**Fragment tekstu**
◆ ◆ ◆ ◆ ◆ ◆ ◆

2. „W pustyni i w puszczy z Sienkiewicza i innych”, reż. Bartek Frąckowiak, Teatr Dramatyczny im. Jerzego Szaniawskiego w Wałbrzychu

Znowu Afryka i znowu „inni”, lecz teatr zupełnie niepodobny. Młodzi twórcy przez rok prowadzili bloga, na którym gromadzili teksty kultury dotyczące Afryki i – przede wszystkim – postkolonializmu. Dlatego spektakl nie jest prostą krytyką imperialnego ucisku, lecz remiksem europejskich wyobrażeń o Afryce. Znalazło się również miejsce na polskie ambicje kolonialne z początków XX wieku. To odważne i konsekwentne przedstawienie może wydawać się nieco chaotyczne, jednak jego performatywność dowodzi doskonałej orientacji twórców we współczesnej myśli teatralnej. Na uznanie zasługuje pomysłowość Bartka Frąckowiaka i Weroniki Szczawińskiej, którzy nie obawiają się ryzykować i o nużącej lekturze piszą na scenie intrygujący, energetyczny esej.

◆ ◆ ◆ ◆ ◆ ◆ ◆

**Wybrane dane**
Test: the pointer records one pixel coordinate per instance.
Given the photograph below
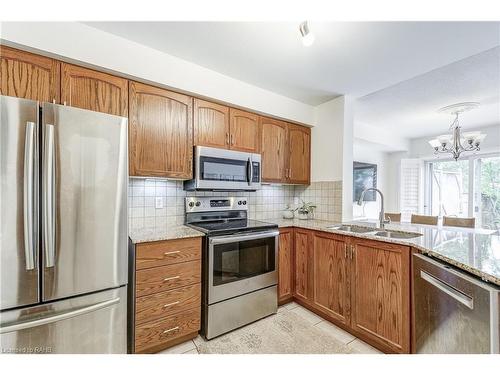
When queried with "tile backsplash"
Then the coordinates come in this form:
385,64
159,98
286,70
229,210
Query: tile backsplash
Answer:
266,203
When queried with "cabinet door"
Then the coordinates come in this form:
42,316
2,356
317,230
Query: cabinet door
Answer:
299,154
273,149
331,285
160,133
211,124
96,91
29,76
303,265
381,293
244,131
285,265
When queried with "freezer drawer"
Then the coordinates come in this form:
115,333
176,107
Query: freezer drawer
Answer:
453,312
95,323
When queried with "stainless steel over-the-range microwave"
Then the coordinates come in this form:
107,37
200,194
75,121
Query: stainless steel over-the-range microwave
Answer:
224,170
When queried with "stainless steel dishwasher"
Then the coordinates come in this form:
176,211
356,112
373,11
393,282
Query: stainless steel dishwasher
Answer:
453,312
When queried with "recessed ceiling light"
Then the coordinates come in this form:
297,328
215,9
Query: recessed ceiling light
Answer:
307,35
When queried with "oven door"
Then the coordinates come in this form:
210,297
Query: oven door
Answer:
240,264
218,169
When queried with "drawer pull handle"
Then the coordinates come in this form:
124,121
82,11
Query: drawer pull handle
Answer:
170,330
172,252
171,304
171,278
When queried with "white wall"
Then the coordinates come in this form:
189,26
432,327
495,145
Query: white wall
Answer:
367,152
331,144
85,45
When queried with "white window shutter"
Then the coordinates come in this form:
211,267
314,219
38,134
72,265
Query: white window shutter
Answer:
411,188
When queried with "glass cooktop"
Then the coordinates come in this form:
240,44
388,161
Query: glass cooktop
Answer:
230,226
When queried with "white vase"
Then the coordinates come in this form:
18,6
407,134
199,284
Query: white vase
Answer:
303,216
288,214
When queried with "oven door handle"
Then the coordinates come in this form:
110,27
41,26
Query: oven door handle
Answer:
238,238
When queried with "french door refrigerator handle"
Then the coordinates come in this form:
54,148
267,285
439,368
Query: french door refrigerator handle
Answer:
445,288
48,203
28,196
58,317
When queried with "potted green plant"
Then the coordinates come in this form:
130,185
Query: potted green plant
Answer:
306,211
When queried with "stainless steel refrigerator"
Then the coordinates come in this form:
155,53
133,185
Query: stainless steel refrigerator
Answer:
63,229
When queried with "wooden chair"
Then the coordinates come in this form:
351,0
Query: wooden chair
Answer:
465,222
424,219
393,217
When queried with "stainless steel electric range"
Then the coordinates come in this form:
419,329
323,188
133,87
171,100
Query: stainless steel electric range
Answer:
240,259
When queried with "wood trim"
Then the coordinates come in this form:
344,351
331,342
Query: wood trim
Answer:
165,345
286,276
11,86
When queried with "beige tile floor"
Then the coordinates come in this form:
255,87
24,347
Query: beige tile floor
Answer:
358,346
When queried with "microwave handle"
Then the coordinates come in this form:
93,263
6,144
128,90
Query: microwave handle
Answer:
249,171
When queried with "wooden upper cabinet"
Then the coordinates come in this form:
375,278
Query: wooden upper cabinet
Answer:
303,265
29,76
299,160
160,133
381,293
331,284
274,149
244,131
211,124
285,265
96,91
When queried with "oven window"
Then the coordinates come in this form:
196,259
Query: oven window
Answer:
241,260
219,169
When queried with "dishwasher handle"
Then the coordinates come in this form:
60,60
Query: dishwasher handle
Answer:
450,291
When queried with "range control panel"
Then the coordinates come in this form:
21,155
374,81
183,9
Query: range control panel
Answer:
201,204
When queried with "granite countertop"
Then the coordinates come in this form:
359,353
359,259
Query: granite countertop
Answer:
476,251
139,235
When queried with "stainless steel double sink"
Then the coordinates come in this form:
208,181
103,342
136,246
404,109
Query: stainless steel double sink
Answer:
375,231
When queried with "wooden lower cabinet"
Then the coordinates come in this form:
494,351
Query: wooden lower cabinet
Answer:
331,276
380,274
303,264
285,265
361,285
167,308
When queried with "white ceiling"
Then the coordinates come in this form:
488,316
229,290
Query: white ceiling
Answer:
409,109
352,58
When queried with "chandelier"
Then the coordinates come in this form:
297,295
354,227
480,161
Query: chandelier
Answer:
457,142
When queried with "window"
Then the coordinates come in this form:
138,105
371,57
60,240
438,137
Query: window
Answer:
469,187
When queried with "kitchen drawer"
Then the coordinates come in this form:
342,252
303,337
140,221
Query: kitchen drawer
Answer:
168,303
163,331
159,279
162,253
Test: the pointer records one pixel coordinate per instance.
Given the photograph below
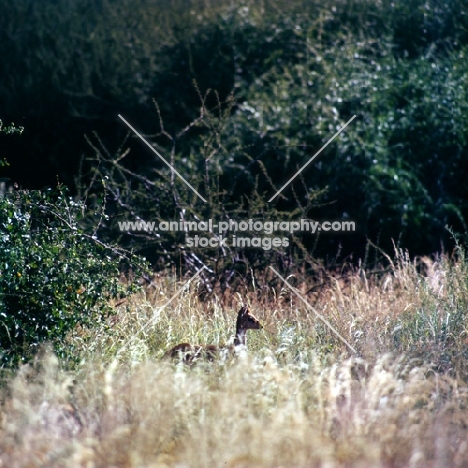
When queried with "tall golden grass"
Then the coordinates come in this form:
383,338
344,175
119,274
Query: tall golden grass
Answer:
297,399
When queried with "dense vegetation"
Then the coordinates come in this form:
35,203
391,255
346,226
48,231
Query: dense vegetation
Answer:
368,368
247,92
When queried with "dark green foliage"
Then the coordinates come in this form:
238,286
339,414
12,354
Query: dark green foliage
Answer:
52,275
284,76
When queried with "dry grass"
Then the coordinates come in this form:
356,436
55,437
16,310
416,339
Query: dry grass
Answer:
297,399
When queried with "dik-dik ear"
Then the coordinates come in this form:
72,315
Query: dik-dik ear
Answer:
244,310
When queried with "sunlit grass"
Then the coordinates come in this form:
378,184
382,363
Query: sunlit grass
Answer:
298,398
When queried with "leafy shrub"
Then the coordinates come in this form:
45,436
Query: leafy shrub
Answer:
52,274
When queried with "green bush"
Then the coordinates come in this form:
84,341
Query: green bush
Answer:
52,274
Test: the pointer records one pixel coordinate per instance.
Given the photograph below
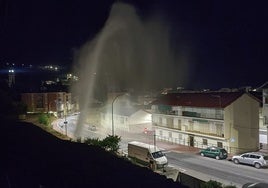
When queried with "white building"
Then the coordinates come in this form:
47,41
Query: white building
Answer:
224,119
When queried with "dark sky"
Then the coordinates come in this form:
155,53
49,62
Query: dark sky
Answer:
226,41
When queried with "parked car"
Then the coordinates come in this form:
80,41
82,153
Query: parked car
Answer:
215,152
255,185
257,160
92,128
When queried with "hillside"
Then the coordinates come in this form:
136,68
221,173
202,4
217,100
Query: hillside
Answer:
31,157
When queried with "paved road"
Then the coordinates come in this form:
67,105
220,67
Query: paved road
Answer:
223,170
185,160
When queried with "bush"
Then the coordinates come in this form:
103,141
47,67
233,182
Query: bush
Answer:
110,143
43,119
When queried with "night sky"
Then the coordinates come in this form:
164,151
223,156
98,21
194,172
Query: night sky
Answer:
225,42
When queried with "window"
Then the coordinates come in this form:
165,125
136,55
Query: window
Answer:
205,142
219,144
122,120
245,155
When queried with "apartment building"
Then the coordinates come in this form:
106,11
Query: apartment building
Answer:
200,119
52,102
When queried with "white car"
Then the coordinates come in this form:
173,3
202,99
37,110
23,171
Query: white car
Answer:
255,159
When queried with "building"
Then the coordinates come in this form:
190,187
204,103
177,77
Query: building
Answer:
53,102
200,119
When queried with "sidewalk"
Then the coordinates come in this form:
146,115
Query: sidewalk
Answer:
176,147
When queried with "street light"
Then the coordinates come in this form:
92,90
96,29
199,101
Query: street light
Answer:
113,111
65,120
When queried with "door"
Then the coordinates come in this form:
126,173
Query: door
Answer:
191,140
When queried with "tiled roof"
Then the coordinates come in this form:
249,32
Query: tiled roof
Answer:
120,110
203,99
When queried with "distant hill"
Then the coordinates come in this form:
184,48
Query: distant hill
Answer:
31,157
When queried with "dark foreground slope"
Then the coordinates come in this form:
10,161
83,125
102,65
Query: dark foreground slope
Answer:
31,157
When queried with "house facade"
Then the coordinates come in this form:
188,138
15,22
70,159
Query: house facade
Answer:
52,102
125,118
225,119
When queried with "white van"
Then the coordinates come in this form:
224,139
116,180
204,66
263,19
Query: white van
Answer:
147,155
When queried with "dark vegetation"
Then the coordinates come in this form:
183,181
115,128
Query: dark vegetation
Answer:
31,157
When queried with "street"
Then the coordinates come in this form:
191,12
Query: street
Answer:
190,163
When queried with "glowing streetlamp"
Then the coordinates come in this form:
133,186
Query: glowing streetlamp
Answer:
113,111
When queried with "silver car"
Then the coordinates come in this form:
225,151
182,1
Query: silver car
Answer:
255,159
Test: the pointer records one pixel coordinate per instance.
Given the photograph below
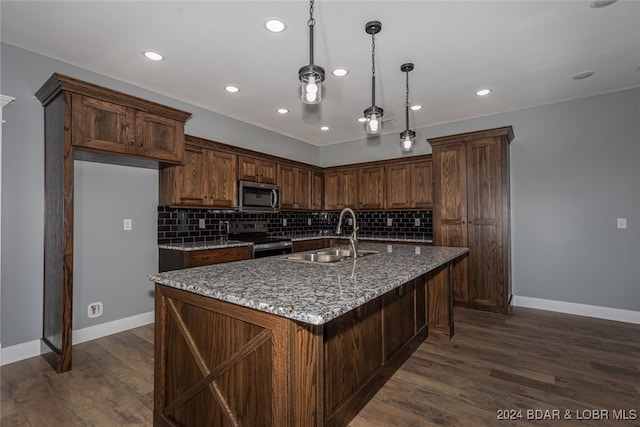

◆ ◆ ◆ ◆ ◆ ◆ ◆

**Polecenie**
Proszę podjąć tekst o wałbrzyskim spektaklu „W pustyni i w puszczy z Sienkiewicza i innych” i dopisać jego dalszy ciąg, zaczynając tuż po ostatnim zdaniu.

**Wynik zadania**
3. „Tęczowa Trybuna 2012”, reż. Monika Strzępka, Teatr Polski we Wrocławiu

To bez wątpienia jeden z najgłośniejszych spektakli roku, nie tylko ze względu na kontrowersyjną tematykę. Egzotyczny i absurdalny – w polskich realiach - pomysł utworzenia na Stadionie Narodowym osobnej trybuny dla homoseksualistów, stał się pretekstem do krytyki współczesnej władzy i biurokracji. Teatr polityczny ma się dobrze, bo wszyscy obrywają po równo: liberałowie, konserwatyści, katolicy, kibice, artyści teatru, a nawet ci najbardziej zainteresowani, czyli geje. Wątpliwości może budzić przywiązanie treści do konkretnych osób i czasu, jednak tym, co w „Tęczowej” urzekło mnie najbardziej, jest wirtuozerska reżyseria Moniki Strzępki. I poczucie humoru Pawła Demirskiego.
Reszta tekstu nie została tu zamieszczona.